Rows from a segmentation dataset:
______________________________

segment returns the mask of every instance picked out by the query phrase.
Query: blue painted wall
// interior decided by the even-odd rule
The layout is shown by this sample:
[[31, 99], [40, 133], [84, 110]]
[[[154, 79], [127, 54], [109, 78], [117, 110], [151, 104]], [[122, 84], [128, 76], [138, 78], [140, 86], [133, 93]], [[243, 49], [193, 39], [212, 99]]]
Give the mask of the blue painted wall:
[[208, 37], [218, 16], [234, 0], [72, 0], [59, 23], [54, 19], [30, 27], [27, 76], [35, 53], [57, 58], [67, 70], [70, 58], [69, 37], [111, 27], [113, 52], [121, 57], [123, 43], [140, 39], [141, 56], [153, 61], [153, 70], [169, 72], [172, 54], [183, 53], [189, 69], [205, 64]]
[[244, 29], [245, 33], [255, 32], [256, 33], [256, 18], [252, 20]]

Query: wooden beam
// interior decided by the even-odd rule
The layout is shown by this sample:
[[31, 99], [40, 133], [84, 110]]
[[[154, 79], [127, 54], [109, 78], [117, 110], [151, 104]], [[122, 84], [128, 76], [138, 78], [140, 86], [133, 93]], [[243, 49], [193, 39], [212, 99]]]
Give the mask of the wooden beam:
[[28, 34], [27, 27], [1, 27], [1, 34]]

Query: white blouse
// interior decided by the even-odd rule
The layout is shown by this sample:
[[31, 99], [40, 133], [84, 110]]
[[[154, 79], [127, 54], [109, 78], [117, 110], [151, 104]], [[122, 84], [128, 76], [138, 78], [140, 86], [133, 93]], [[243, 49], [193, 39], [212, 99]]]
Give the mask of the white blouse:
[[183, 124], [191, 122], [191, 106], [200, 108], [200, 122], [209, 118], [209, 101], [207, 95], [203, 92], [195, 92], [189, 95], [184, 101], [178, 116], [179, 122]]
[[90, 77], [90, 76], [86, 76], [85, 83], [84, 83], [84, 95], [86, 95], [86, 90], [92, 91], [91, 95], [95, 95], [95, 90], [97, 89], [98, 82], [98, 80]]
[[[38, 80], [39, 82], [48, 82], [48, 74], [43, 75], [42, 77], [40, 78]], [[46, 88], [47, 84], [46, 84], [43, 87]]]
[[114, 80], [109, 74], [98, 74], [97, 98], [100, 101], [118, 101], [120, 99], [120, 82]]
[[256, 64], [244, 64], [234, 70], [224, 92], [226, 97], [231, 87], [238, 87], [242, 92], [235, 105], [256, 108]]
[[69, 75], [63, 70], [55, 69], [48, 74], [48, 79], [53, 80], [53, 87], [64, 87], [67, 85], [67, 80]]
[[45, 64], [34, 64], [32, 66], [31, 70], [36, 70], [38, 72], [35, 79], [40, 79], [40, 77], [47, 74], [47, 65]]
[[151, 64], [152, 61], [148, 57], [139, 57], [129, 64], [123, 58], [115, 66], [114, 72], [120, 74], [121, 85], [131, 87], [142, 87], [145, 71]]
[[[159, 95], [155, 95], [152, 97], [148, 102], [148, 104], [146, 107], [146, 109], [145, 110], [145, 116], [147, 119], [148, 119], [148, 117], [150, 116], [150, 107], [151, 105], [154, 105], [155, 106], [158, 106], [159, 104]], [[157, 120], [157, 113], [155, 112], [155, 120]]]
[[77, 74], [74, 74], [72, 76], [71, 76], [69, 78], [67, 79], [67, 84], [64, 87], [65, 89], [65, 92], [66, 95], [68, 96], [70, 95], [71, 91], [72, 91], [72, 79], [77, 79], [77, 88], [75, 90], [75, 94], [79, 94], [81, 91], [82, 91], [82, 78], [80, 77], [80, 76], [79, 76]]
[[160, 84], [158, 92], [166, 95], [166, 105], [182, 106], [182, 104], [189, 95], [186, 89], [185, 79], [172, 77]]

______________________________

Pull out each line of the items above that contains the string "blouse". Matches must have the same upper and lower case.

» **SOLUTION FOR THIS PROBLEM**
Query: white blouse
Give the mask of the white blouse:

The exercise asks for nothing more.